SUPPLIED ENTRIES:
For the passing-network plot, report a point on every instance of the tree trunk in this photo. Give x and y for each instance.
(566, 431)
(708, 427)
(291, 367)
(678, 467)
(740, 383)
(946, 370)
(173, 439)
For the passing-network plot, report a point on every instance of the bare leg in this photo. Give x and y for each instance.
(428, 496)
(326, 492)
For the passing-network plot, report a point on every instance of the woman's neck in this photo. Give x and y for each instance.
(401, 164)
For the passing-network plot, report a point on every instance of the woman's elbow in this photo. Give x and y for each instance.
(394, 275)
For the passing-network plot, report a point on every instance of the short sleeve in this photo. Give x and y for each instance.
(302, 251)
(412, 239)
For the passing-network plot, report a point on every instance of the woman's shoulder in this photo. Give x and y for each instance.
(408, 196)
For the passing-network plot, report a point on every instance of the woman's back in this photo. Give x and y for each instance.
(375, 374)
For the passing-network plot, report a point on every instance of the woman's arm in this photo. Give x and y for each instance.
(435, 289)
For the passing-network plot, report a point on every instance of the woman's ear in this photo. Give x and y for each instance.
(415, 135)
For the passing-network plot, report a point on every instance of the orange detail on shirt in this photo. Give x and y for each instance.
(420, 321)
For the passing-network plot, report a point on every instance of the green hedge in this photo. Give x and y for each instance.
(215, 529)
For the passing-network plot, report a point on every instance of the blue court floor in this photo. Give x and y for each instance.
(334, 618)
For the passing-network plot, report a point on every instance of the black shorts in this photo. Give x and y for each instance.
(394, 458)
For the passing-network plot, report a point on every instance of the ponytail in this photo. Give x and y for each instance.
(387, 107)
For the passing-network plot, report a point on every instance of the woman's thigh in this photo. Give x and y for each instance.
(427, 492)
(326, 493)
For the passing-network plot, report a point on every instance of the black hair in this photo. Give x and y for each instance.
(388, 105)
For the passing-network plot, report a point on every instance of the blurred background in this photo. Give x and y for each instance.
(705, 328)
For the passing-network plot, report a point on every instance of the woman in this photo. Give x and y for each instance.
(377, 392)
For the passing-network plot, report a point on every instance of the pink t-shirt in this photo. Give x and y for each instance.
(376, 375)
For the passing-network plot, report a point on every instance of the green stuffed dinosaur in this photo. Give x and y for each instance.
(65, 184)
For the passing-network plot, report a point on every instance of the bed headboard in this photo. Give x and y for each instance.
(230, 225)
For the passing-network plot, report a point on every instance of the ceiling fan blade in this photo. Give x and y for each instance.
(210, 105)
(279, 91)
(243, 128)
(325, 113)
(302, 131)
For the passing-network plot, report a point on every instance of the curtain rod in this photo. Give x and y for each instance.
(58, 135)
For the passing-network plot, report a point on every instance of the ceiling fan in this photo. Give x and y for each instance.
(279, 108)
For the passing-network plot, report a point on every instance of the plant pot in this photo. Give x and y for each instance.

WHAT THE EXERCISE ASKS: All of the records must be repeated exactly.

FINAL RESULT:
For the passing-network plot, report a point on every instance of the tree trunk in this photo. Give x and y for each instance.
(566, 431)
(708, 427)
(291, 367)
(678, 467)
(740, 383)
(946, 370)
(173, 439)
For the passing-network plot, report a point on every instance of the bare leg in this photo. Give x and y for each instance.
(428, 496)
(326, 492)
For the passing-network plot, report a point on every instance of the woman's neck in this photo. Give x and y for each instance.
(401, 164)
For the passing-network plot, report a point on every instance of the woman's elbow in this photo. Give x and y for each instance.
(394, 275)
For the passing-network plot, report a point on every instance of the short sleeve in this photo. Give x and y for each instance.
(302, 251)
(412, 239)
For the passing-network plot, report a point on every instance of the woman's shoulder in this photo. Give x and y for each instance.
(408, 196)
For the passing-network plot, report a point on every instance of the woman's back in this photo. Give x and y for each instance.
(375, 374)
For the passing-network plot, report a point on every instance of the woman's arm in this photo. Give x and y for each instance.
(435, 289)
For the passing-network plot, report a point on every instance of the woman's ear in this photo. Give x and y for each instance.
(415, 135)
For the passing-network plot, report a point on every instance of the orange detail on shirt in this photo. Give x and y for each instance.
(420, 321)
For the passing-network plot, report a point on every instance of the green hedge in this photo. Give x and y for each instance.
(215, 529)
For the passing-network plot, report a point on every instance of the blue court floor in this photo. Give x and y for each instance.
(334, 618)
For the passing-network plot, report a point on every instance of the black shorts in this photo. Give x and y for each instance.
(394, 458)
For the passing-network plot, report a point on every instance of the ponytail in this photo. Give x and y for each instance.
(387, 107)
For the passing-network plot, report a point on every instance of the woman's thigh in this photo. Give x and y for each instance.
(427, 492)
(326, 493)
For the passing-network plot, report a point on every instance of the black hair in this photo. Give x and y for each instance.
(388, 105)
For the passing-network plot, report a point on every instance of the blurred background in this photo. Give x and y for each instance.
(705, 328)
For the passing-network plot, report a point on every instance of the woman in this photo. Give x and y for each instance.
(377, 392)
For the passing-network plot, report a point on every instance of the pink t-shirt in this photo. Give x and y for each instance.
(376, 375)
For the passing-network plot, report a point on every instance of the green stuffed dinosaur in this photo. Give x and y for each instance.
(65, 184)
For the passing-network plot, report a point on every instance of the bed headboard in this photo. Give x and y for each instance.
(230, 225)
For the passing-network plot, report a point on every instance of the ceiling fan blade in this photo. Give x and y for each instance.
(210, 105)
(279, 91)
(243, 128)
(325, 113)
(302, 131)
For the passing-network plot, report a point on every instance of the curtain rod in this photo. Give x and y for each instance.
(58, 135)
For the passing-network plot, report a point on every instance of the ceiling fan in this photo. Give x and y for each instance.
(279, 108)
For the passing-network plot, report a point on every instance of the plant pot in this photo. Give x and y for each instance.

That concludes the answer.